* **Written request**
Show each line of the records below that contains the word "green", copying every such line in full.

* **Material**
--------------------
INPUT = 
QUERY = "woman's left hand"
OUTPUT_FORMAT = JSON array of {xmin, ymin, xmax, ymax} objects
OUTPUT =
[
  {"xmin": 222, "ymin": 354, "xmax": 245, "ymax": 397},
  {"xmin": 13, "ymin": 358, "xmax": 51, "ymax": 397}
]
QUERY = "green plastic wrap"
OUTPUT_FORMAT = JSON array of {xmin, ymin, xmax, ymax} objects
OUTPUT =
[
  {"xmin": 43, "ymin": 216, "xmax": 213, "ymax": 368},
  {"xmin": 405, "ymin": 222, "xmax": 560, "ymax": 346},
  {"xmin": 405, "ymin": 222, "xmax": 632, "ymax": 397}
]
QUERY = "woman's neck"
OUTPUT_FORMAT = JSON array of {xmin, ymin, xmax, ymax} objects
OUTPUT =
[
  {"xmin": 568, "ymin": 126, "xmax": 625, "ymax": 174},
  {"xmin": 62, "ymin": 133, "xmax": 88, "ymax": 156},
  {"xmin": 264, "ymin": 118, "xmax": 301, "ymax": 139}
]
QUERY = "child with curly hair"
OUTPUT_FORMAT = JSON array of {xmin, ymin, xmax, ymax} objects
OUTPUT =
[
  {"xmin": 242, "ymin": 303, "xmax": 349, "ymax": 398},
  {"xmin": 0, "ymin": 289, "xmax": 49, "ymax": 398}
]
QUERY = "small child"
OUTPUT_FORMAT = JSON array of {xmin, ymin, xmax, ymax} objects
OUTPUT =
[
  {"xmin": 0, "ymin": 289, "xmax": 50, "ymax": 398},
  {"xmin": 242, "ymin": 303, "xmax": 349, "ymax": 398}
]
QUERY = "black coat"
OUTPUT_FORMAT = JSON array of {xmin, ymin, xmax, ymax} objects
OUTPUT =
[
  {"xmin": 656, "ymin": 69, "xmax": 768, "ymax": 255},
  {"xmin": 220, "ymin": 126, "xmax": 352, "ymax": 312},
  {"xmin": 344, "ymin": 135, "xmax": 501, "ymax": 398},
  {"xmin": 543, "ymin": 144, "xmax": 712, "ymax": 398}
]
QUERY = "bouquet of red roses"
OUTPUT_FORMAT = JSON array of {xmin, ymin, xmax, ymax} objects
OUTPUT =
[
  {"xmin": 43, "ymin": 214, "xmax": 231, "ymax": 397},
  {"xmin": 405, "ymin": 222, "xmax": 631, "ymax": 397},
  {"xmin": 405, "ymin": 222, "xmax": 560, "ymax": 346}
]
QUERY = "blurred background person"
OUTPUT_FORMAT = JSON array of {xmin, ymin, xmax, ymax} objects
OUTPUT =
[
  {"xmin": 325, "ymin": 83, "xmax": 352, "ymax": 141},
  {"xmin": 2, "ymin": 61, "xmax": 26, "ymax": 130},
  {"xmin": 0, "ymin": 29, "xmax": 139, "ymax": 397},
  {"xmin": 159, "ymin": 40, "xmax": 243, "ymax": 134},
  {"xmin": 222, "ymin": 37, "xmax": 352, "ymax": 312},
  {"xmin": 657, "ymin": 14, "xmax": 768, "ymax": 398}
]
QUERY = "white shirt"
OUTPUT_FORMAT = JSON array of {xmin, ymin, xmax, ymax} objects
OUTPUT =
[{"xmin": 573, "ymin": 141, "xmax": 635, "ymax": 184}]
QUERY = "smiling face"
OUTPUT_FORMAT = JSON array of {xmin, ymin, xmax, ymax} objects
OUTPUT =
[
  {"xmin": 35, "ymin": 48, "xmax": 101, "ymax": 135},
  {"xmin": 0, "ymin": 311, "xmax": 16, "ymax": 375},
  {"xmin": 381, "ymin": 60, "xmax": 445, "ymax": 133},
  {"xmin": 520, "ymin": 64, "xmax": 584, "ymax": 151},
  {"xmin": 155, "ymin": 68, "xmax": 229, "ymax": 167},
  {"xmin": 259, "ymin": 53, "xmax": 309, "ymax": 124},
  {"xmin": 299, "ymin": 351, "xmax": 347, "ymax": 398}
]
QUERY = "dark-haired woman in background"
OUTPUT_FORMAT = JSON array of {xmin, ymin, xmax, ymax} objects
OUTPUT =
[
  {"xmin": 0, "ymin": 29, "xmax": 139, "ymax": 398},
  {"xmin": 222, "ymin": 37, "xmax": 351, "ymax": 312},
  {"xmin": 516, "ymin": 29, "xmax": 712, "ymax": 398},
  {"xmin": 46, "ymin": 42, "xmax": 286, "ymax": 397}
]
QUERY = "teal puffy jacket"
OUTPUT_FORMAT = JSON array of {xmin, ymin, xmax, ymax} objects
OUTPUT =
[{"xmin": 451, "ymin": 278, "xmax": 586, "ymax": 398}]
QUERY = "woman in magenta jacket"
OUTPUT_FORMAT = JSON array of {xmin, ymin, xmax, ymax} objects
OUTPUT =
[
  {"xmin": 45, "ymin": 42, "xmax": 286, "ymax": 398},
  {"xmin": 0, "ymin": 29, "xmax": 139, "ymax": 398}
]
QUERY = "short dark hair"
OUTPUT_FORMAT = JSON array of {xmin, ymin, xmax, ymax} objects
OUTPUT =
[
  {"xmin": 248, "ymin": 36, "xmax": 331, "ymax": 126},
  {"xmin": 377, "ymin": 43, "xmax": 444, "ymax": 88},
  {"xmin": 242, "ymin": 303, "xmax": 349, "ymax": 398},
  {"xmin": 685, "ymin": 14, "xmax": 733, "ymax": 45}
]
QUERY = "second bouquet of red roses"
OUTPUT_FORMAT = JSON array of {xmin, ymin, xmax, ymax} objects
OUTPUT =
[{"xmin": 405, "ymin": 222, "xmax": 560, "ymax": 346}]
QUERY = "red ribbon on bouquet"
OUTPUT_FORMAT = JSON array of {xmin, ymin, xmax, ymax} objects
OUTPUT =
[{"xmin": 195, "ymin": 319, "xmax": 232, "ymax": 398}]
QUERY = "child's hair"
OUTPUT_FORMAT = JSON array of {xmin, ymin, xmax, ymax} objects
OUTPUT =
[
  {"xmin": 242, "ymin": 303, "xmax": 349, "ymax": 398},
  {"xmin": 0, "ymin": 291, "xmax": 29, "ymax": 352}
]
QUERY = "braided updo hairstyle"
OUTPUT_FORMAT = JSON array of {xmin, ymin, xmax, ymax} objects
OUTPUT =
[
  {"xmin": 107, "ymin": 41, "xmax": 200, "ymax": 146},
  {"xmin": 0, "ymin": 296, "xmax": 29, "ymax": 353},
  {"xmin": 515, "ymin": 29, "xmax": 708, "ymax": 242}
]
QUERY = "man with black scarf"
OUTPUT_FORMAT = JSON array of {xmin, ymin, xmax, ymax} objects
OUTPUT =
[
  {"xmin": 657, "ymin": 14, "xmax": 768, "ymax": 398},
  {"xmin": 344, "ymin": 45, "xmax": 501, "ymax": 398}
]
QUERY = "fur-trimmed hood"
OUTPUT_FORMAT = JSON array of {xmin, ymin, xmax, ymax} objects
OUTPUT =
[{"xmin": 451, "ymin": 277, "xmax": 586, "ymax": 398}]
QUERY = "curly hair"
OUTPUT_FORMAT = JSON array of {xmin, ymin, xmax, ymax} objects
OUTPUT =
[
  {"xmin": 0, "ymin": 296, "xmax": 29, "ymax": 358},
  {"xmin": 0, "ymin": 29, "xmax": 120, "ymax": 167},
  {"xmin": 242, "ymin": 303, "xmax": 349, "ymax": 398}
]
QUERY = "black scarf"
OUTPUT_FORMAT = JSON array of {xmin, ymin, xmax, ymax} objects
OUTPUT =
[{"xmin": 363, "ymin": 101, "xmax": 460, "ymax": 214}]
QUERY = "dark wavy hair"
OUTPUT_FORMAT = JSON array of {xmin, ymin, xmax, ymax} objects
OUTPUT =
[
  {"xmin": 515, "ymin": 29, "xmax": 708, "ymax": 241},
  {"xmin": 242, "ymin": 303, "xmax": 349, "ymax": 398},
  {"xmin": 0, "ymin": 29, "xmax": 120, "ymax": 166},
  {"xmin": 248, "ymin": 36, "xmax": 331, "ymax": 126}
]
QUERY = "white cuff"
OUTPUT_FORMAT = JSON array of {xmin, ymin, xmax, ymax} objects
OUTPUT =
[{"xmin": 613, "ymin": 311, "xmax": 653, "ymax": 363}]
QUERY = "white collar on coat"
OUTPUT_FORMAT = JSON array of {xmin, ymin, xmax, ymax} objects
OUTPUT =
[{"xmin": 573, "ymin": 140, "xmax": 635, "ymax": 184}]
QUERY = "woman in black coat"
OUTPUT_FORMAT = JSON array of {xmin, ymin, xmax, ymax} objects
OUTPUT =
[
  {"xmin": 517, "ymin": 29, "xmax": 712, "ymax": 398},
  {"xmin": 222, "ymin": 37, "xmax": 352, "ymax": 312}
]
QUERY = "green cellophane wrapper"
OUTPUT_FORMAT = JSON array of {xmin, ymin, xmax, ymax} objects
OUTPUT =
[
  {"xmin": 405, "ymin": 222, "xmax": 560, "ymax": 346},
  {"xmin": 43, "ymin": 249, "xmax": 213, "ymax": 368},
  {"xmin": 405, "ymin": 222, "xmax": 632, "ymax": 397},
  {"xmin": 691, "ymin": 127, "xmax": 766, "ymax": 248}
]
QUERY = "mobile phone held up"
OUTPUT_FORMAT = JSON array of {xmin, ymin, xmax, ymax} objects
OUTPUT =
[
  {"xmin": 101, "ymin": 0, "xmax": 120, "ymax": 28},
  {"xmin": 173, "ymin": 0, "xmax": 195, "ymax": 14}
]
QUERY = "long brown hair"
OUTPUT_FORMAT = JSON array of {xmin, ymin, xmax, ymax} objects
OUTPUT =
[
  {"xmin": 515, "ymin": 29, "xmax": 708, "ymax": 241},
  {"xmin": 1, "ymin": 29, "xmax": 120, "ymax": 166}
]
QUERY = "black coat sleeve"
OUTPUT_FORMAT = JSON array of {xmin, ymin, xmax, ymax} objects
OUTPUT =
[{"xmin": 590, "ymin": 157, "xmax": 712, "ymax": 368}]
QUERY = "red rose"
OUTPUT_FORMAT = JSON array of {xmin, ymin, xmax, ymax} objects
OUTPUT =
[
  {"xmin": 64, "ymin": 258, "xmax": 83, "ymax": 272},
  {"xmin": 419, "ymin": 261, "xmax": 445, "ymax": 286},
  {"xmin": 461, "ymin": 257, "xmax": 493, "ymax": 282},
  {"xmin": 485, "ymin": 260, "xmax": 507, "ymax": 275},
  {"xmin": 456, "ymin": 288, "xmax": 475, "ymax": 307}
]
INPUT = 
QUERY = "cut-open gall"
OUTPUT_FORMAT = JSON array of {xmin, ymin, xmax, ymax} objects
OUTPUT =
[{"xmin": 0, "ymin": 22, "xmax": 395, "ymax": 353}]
--------------------
* **Exercise output**
QUERY = "green plastic wrap"
QUERY = "green cellophane wrapper"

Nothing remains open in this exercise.